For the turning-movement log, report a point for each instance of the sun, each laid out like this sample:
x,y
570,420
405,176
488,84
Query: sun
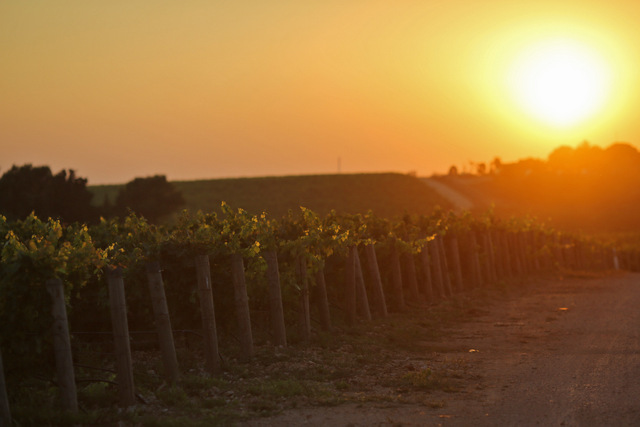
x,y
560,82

==

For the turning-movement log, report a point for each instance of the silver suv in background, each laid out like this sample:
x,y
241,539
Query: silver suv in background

> [DESCRIPTION OF THE TASK]:
A single number is required: the count of lines in the listing that contain the string "report".

> [REPLY]:
2